--- SHORT EXERCISE ---
Reproduce, without any changes, the stretch of the data from the line containing "Placement rule: one point per instance of the wet" through the line containing "column 307, row 78", including both of those lines.

## start

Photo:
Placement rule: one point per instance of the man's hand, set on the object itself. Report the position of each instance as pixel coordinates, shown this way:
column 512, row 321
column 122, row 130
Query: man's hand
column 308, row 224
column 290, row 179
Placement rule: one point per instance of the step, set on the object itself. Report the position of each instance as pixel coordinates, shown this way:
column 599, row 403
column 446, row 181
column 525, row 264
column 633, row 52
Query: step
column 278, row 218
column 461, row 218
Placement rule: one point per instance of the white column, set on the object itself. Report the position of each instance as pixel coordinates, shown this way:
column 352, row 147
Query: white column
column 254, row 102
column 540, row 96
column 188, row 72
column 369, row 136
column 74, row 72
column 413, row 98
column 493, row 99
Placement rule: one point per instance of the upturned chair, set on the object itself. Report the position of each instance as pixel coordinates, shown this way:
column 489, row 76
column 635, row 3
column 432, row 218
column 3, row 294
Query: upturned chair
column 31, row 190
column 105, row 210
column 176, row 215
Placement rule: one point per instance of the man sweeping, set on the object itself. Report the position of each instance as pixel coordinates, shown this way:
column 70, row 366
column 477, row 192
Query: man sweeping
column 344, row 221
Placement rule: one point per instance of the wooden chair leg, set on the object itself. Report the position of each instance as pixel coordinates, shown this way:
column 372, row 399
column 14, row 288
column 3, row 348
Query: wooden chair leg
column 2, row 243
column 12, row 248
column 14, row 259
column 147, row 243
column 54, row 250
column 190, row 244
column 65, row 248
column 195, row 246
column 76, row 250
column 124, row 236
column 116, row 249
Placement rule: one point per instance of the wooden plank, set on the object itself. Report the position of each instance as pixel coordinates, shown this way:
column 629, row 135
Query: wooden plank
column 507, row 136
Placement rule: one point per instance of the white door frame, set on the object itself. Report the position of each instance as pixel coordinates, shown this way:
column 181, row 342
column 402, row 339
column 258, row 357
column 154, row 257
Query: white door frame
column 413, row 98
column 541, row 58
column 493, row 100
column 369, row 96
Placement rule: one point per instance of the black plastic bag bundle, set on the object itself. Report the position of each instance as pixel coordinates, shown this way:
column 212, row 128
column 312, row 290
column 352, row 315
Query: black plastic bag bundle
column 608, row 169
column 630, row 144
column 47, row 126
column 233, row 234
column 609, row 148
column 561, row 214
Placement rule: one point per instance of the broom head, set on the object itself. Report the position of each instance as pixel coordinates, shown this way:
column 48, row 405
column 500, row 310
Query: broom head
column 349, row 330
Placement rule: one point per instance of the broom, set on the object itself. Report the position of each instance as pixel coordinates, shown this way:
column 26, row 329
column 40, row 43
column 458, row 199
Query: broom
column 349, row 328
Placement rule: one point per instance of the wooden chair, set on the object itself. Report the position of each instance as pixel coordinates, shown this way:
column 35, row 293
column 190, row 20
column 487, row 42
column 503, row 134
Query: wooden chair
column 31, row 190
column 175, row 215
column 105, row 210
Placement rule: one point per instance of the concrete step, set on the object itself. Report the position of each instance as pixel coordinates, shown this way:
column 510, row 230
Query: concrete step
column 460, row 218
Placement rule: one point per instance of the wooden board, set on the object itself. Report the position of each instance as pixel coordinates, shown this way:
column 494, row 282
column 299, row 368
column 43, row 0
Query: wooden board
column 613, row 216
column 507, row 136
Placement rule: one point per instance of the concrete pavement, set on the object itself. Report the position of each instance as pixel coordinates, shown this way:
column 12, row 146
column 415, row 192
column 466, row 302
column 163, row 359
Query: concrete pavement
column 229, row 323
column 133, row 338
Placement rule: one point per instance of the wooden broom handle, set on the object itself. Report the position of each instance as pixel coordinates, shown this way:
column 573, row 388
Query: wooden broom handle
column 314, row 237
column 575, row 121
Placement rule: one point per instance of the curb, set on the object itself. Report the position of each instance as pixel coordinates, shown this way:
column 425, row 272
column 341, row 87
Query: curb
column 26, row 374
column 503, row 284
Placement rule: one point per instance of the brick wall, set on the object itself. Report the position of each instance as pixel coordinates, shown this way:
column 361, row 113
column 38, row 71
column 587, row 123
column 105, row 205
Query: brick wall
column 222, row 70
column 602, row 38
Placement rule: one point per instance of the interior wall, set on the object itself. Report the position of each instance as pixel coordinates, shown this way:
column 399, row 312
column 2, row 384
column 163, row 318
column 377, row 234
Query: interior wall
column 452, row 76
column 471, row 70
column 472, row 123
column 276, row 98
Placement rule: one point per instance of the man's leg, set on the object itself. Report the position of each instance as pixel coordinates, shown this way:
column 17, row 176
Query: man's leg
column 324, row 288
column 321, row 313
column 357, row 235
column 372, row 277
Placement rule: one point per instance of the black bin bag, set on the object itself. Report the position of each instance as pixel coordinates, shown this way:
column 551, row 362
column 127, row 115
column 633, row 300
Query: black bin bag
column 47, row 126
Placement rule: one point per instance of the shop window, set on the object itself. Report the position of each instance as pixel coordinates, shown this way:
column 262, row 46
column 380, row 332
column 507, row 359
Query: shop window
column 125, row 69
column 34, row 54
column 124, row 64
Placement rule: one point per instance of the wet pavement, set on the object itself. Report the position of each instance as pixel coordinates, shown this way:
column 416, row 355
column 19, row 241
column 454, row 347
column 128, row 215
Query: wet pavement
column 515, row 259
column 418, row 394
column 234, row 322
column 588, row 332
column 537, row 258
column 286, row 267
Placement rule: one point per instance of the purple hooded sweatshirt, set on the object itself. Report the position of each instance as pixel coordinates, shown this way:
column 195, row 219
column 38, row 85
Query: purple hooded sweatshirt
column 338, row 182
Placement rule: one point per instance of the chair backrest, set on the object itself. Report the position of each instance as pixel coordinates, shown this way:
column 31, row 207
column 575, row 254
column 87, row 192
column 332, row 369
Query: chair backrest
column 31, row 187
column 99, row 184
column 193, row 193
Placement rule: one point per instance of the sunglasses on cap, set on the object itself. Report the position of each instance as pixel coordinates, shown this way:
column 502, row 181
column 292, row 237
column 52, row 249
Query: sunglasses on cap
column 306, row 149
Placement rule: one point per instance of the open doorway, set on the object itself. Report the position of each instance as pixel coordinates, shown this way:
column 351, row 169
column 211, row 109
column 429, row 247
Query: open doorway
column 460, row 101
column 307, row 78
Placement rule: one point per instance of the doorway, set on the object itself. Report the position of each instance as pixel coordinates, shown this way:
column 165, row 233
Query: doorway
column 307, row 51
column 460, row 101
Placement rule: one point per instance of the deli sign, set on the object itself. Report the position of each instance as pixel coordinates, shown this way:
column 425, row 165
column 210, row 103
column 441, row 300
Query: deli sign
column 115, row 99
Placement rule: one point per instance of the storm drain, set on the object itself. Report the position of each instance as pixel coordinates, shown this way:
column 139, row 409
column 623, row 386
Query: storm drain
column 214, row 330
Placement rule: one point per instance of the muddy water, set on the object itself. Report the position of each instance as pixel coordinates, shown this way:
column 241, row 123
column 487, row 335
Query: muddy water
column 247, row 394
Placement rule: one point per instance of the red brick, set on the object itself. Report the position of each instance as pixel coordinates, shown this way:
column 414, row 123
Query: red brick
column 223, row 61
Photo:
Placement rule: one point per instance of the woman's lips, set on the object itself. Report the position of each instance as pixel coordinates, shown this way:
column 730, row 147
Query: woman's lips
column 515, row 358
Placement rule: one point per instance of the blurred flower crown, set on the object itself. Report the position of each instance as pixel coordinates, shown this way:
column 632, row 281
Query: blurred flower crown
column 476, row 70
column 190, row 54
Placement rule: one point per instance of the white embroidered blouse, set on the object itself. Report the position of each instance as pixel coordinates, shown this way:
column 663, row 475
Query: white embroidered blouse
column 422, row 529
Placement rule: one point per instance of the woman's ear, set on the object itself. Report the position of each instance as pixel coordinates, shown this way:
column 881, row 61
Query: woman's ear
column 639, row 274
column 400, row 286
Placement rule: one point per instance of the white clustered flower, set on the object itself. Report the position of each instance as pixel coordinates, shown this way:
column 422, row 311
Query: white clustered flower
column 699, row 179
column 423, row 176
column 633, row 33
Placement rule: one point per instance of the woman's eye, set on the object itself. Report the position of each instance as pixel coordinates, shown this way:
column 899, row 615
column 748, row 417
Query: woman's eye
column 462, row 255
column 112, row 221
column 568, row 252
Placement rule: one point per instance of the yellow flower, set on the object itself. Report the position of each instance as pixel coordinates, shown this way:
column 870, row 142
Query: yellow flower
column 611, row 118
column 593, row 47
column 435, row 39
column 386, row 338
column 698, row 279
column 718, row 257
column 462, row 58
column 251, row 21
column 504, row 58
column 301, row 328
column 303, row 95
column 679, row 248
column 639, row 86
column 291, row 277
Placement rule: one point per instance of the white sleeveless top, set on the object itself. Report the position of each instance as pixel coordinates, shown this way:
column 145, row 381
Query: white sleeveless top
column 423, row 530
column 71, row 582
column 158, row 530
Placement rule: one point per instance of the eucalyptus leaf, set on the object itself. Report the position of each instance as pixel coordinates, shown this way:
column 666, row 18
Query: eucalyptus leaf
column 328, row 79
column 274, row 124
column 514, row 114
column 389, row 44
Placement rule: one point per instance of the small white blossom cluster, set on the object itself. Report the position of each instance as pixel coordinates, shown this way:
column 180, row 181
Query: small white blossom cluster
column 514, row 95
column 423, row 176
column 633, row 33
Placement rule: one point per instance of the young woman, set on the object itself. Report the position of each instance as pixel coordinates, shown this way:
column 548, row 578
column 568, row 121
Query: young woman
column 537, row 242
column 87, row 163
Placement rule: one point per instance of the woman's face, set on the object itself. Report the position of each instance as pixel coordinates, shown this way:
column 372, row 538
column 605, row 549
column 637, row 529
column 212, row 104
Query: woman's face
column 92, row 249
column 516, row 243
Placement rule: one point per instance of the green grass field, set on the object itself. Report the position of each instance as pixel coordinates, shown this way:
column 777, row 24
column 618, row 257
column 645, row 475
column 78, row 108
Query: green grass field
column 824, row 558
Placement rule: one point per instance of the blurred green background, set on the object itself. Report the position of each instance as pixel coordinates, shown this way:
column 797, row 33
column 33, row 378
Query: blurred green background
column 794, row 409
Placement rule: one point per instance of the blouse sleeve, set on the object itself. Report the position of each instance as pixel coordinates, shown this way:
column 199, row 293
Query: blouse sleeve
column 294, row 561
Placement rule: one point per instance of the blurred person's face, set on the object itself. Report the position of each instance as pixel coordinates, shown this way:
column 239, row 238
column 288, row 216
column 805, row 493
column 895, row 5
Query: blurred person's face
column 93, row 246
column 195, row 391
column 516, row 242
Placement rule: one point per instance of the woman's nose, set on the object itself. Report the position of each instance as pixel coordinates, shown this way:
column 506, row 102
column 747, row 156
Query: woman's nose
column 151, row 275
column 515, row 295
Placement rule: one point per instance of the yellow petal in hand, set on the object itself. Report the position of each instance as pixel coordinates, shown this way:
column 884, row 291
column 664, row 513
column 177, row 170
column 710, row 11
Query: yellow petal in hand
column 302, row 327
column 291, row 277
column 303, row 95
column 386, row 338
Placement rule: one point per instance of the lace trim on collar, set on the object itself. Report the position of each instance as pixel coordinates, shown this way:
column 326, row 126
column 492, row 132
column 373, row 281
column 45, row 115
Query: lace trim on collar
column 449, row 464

## end

--- FINAL RESULT ---
Placement rule: one point per instance of the wet pavement, set on the object itself. Report the position of each instance as pixel coordinates, shown this way:
column 416, row 355
column 19, row 241
column 454, row 347
column 128, row 215
Query: wet pavement
column 515, row 259
column 418, row 394
column 234, row 322
column 588, row 332
column 537, row 258
column 286, row 267
Placement rule: one point per instance of the purple hooded sweatshirt, set on the object itself. Report the position of each instance as pixel coordinates, shown this way:
column 195, row 219
column 38, row 85
Query: purple hooded sweatshirt
column 338, row 182
Placement rule: one point per instance of the chair backrest, set on the object itself. Report the position of each instance as pixel coordinates, shown this way:
column 31, row 207
column 575, row 254
column 87, row 192
column 332, row 369
Query: chair backrest
column 31, row 187
column 99, row 184
column 193, row 193
Placement rule: one point per instance of the sunglasses on cap, set on the object itself. Report the position of each instance as pixel coordinates, shown this way:
column 502, row 181
column 292, row 237
column 52, row 249
Query: sunglasses on cap
column 306, row 149
Placement rule: one point per instance of the open doorway, set on the object itself. Report the position of each instance as pixel coordinates, shown this way:
column 351, row 169
column 211, row 109
column 429, row 247
Query: open doorway
column 460, row 101
column 307, row 78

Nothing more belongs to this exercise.